Stored records:

_ _ _ _ _ _ _

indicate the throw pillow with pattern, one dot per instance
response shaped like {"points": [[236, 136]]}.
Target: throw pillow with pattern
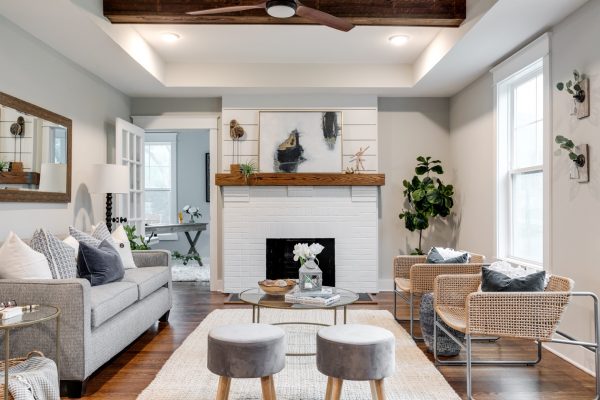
{"points": [[60, 256]]}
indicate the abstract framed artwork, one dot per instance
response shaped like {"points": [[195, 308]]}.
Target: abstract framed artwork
{"points": [[300, 141]]}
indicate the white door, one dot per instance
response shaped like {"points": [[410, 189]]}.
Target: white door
{"points": [[129, 146]]}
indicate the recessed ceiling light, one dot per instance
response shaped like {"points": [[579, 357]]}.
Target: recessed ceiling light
{"points": [[398, 40], [170, 37]]}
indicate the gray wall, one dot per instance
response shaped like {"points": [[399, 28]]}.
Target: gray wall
{"points": [[191, 181], [575, 225], [38, 74]]}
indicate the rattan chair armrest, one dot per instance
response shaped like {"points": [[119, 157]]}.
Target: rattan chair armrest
{"points": [[402, 265], [423, 275], [531, 315], [452, 290]]}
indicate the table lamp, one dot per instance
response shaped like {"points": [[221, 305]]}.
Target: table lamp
{"points": [[109, 179]]}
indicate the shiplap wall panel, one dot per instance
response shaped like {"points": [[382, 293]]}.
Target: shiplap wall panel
{"points": [[359, 129]]}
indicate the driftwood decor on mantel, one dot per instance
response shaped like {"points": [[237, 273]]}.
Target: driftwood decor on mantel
{"points": [[235, 178]]}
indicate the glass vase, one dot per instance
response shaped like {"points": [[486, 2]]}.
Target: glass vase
{"points": [[310, 277]]}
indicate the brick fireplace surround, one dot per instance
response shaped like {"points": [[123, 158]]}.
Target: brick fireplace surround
{"points": [[251, 214]]}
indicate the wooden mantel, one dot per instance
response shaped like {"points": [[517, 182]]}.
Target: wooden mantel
{"points": [[299, 179]]}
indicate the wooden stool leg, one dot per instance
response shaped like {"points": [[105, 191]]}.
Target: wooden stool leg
{"points": [[373, 390], [380, 390], [223, 390], [336, 388], [273, 394], [329, 387], [265, 384]]}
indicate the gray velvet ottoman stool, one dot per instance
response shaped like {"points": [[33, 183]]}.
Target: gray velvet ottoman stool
{"points": [[355, 353], [246, 351]]}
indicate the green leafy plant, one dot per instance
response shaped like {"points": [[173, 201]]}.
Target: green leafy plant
{"points": [[573, 86], [186, 258], [136, 242], [568, 145], [248, 169], [428, 197]]}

_ _ _ _ _ _ _

About this exercise: For this exercise, copy each line of the data above exactly, from the first through the line containing "indicate the brick", and drop the pictures.

Exercise result:
indicate the throw pillow with pattern, one dot per instance
response shaped like {"points": [[236, 136]]}.
Target: throw pillow with pattern
{"points": [[60, 256]]}
indicate the abstract framed artwork, one dot per instance
response shaped like {"points": [[195, 308]]}.
Target: abstract framed artwork
{"points": [[300, 141]]}
indicate the white door, one dot per instance
response shaped like {"points": [[410, 189]]}.
Target: white door
{"points": [[129, 146]]}
indicate the recessed ceiling light, one dot per instance
response shaped like {"points": [[579, 357]]}.
Target: recessed ceiling light
{"points": [[398, 40], [170, 37]]}
indicate the gray wall, one dot per instance
response shaped like {"points": [[399, 28]]}.
Target: gray wall
{"points": [[191, 181], [575, 225], [38, 74]]}
indicate the rattan chair armrest, one dot per instance
response shaped like {"points": [[119, 157]]}.
Target: rattan chair armrest
{"points": [[402, 265], [423, 275], [531, 315], [452, 290]]}
indicate the table lamp, one dot per instance
response shaped like {"points": [[221, 305]]}.
Target: table lamp
{"points": [[109, 179]]}
indicate the shiplap wall panel, one dot per instance
response shaped like {"points": [[382, 293]]}.
Target: shiplap wall panel
{"points": [[359, 129]]}
indicate the driftwood decor on mantel, one dot per instance
response shaped like {"points": [[237, 273]]}.
Target: driftwood decor on mantel
{"points": [[235, 178]]}
indicate the glass vase, one dot per instance
response shaped like {"points": [[486, 2]]}.
Target: glass vase
{"points": [[310, 277]]}
indicate the brick fireplace surround, one dot per instance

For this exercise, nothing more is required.